§ **GOALS**:
• a. Transcribe a portion of the passage on retiree benefits, beginning at the words "To add weight" and stopping after the words "a legal requirement.".
• b. In the passage on retiree benefits, what kind of worker was Sears, and for what kind of company?

§ **GIVEN TEXT**:
»»
From the case study, it has to be noted that Sears was a blue-collar worker with the large mining company. Additionally, it has been noted that the union negotiated a deal to secure their health insurance and pension benefits. Interestingly, their retirement benefits were not indexed to inflation. In this regard, their benefits remained constant irrespective of inflation. Another issue that should be taken into consideration is the fact that the original company in which Frank Sears worked has been taken over by a new management.
In this regard, a new management has taken over with new plans and new strategies. Furthermore, it has been indicated in the case study that a union negotiated the benefits provided. This may mean that these benefits could be considered as postretirement benefits. Actually, the only exception to this is pension benefits, which complicates the situation with regard to retirees. Courts consider legal contracts to be binding to companies irrespective of their financial situation.
To add weight to this matter, I can give an example of General Motors, which have a number of workers on post retirement benefits. According to the company, the contract, which was negotiated (on behalf of workers) by their union, is not legally binding. Instead, the company pays its liabilities as a moral obligation to its retirees. In essence, informal plans do not force companies to honour agreements. However, formal plans are usually honoured as a legal requirement.
Most companies remit health care cover to retirees, however, this is covered under postretirement benefits. This explains why Sears and other retirees opted to pay their health insurance premiums from the pocket. Moreover, it has been indicated that the company targeted retirees’ health insurance as a profit venture. Essentially, it can be noted that post retirement benefits are not legally binding. However, as noted in General Motor’s case, they are morally binding. Therefore, to answer the above question, we have to establish whether the contracts indicated in the case study were legally binding.
To start with, workers union negotiated these contracts. This makes the contracts more binding whether morally or legally. In essence, these contracts could therefore fall between legal or moral lines. That is, they could not be ignored as with the case in the case study above. Essentially, I can therefore categorically state that the company erred in its decision to stop remitting pension benefits to the retirees. Reasons being that pension benefits are not considered as postretirement benefits. Moreover, this deal was negotiated formally by a union, which acted on behalf of the workers.
««
[Block of data]
»»
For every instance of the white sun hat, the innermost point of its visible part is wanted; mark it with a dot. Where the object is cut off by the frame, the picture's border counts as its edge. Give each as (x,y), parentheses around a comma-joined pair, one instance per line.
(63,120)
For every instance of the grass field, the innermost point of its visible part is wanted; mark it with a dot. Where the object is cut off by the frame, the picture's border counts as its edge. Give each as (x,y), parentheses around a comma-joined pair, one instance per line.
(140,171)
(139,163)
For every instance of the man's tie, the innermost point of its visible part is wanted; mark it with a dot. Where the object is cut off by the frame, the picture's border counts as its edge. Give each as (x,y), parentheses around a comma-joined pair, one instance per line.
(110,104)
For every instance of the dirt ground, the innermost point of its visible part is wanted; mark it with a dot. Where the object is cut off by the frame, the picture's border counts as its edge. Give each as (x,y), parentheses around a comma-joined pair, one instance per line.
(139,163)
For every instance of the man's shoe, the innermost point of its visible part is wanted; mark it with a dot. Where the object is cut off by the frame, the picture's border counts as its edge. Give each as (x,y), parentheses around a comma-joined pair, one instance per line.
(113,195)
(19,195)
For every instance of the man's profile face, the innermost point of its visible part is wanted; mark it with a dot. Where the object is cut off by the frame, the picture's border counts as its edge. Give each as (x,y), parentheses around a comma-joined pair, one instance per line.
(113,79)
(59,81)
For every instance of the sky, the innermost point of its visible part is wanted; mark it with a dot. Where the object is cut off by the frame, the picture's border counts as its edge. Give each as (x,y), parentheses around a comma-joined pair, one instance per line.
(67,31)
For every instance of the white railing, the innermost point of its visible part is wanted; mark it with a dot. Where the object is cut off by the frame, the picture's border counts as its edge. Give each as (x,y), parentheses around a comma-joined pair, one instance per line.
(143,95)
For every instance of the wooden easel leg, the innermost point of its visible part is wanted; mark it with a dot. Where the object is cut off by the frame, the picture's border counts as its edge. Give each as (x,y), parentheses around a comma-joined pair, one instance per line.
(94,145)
««
§ **PER-TASK ANSWERS**:
• a.
To add weight to this matter, I can give an example of General Motors, which have a number of workers on post retirement benefits. According to the company, the contract, which was negotiated (on behalf of workers) by their union, is not legally binding. Instead, the company pays its liabilities as a moral obligation to its retirees. In essence, informal plans do not force companies to honour agreements. However, formal plans are usually honoured as a legal requirement.

• b. Sears was a blue-collar worker with a large mining company.